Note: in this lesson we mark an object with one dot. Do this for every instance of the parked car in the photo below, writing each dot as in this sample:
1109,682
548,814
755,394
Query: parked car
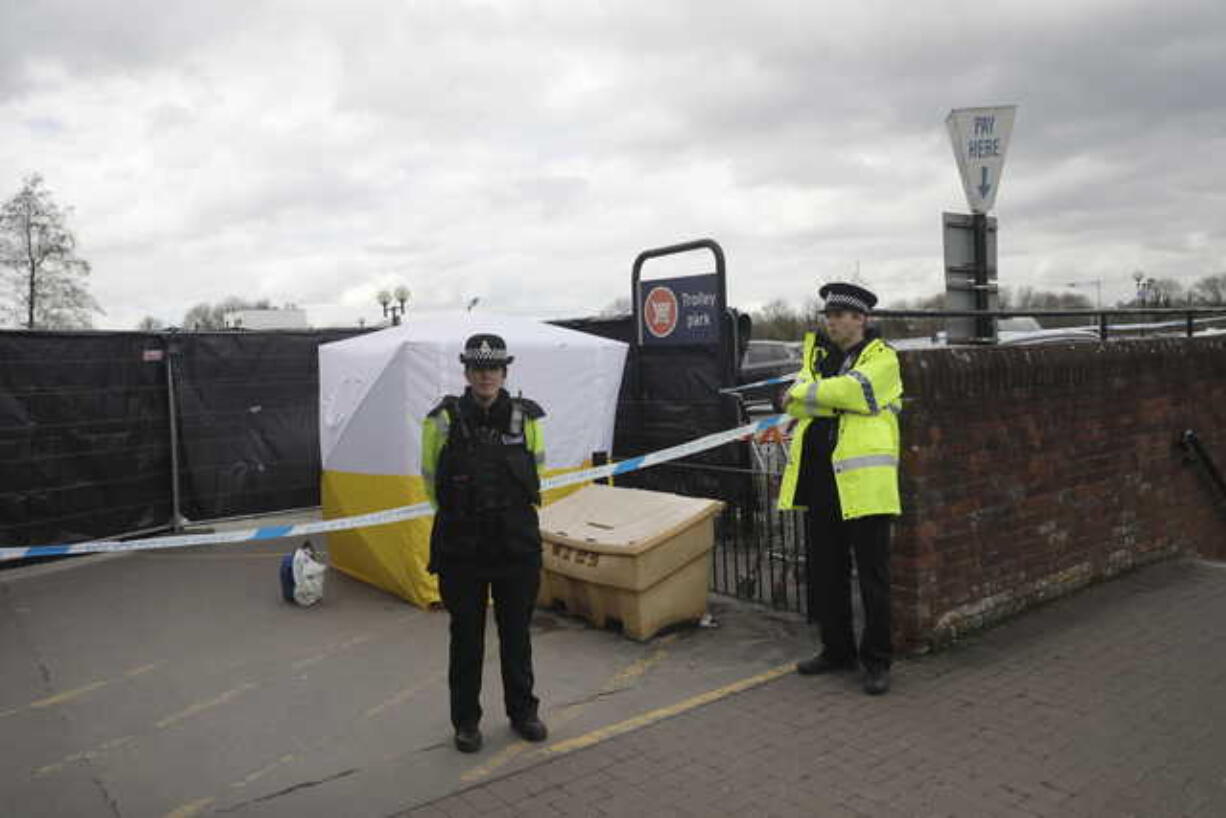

--*--

◆ GIVEN TASK ◆
Give the lines above as a numbered list, skipping any blank lines. Leave the picture out of your answer.

◆ FINISHED ANSWER ◆
1. Note: in this lesson we mark an object with one dot. Do this for every instance of the parked car in the photo below, writing each dot as in this sample:
2. 1109,682
3. 548,814
4. 755,394
5. Query: parked car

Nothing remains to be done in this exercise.